| EXCERPT TO READ |
- University of Toronto researchers have developed a stretchy, transparent and self-powering sensor that records the sensations of human skin
- It consists of a layer of hydrogel that can convert mechanical stimuli and humidity into variable resistance and capacitance
The need for efficient sensors that can measure humidity and temperature is increasing day by day. The medical sector is seeking solutions that can provide sensing data without the use of power sources.
The University of Toronto has claimed that they have found a solution for battery-free temperature and moisture sensing. The researchers told that they have developed a stretchy and transparent sensor that can sense and record the sensations in human skin. The device is said to be self-powered and does not require any power source to work.
The self-generating power can be measured as an open-circuit voltage or short-circuit current. The device is made up of hydrogels. More than 90 per cent of structural hydrogel consists of water content. The developed sensor is a ‘double-network’ hydrogel. It is formed by mixing two different hydrogels. It consists of a stiff and soft hydrogel.
Coined as ‘AI-Skin’
Double-network hydrogels are a known route to highly flexible materials. These materials are generally strong and tough. The team of researchers, in an experiment, provided the two hydrogels with opposite ionic charges. As a result, a sensing junction created at the gel’s surface. This developed gel is coined as ‘ AI-Skin’.
Inexpensive and biocompatible
According to the researchers, AI-Skin is inexpensive and biocompatible. The material also shows high adhesive properties. This property helps in sturdy placement of the sensor in human skin. When the AI-Skin senses humidity or changes in temperature, it generates ion movements across the sensing junction. These electric signal can be measured as changes in voltage or current.

| RECORDS SUPPLIED |
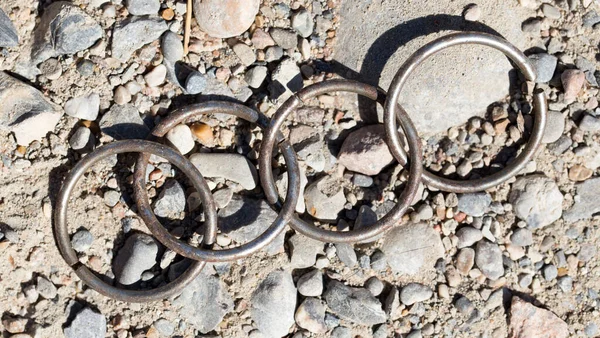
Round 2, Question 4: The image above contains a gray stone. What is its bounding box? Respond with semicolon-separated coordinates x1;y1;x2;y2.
400;283;433;305
193;0;260;38
509;175;563;229
218;196;285;255
113;233;158;285
154;179;185;217
173;273;233;333
458;192;492;217
125;0;160;15
304;176;346;222
297;270;323;297
0;8;19;47
338;0;531;135
31;1;104;64
71;229;94;252
323;280;386;325
112;16;168;62
190;153;258;190
294;297;327;333
381;223;445;275
63;307;106;338
563;178;600;223
250;270;297;337
100;104;150;140
0;72;62;146
475;240;504;280
338;124;394;176
65;93;100;121
289;234;323;269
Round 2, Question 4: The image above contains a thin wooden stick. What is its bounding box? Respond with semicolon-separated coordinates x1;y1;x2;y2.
183;0;192;55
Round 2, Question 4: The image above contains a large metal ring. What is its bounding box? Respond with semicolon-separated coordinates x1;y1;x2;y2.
54;140;217;302
259;80;423;243
134;101;300;262
383;32;548;193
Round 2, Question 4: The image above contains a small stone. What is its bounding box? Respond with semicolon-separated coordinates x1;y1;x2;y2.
193;0;260;38
166;124;195;155
65;93;100;121
475;240;504;280
250;270;296;337
153;179;186;217
400;283;433;305
338;124;394;176
458;193;492;217
113;233;158;285
508;296;569;338
63;307;106;338
71;229;94;252
297;270;323;297
190;153;258;190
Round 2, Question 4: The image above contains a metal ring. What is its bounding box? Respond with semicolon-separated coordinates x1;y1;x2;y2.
54;140;217;303
259;80;423;243
134;101;300;262
383;32;548;193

| PROBLEM 1 |
Answer from the article on the AI-Skin sensor:
(a) What share of structural hydrogel is water content?
(b) What did the researchers give the two hydrogels in their experiment?
(c) Which property of the material helps hold the sensor firmly in place on skin?
| PROBLEM 2 |
Continue the article on the AI-Skin sensor for another paragraph or two, starting right after its final sentence.

| WRITTEN RESPONSE 1 |
(a) More than 90 per cent.
(b) Opposite ionic charges.
(c) Its high adhesive properties.

| WRITTEN RESPONSE 2 |
Liu, Researcher for AI-Skin, told about the new innovation saying,
“If you look at human skin, how we sense heat or pressure, our neural cells transmit information through ions – it’s really not so different from our artificial skin. For muscle rehabilitation “if you were to put this material on a glove of a patient rehabilitating their hand, for example, the health care workers would be able to monitor their finger-bending movements.”
Works over a wide humidity sensing range
The hydrogel is stretchable for up to 400 per cent of its original size. The sensor can work in relative humidities ranging between 13 and 85 per cent. It and has been demonstrated as a wearable strain-humidity sensor. It is helpful in human-machine interactions. Additionally, in general purposes, it can be utilised as a walking energy harvester.
Primary applications such as smart bandages
The AI-Skin can be utilised in a number of applications associated with wearable electronics, personal health care and robotics. Robotic hands could be lined with the material to sense the temperature or pressure on the gripped objects. The researchers are seeking its applications into a smart bandage. As it is a water-based hydrogel, it can regulate moisture content that is necessary for wound healing.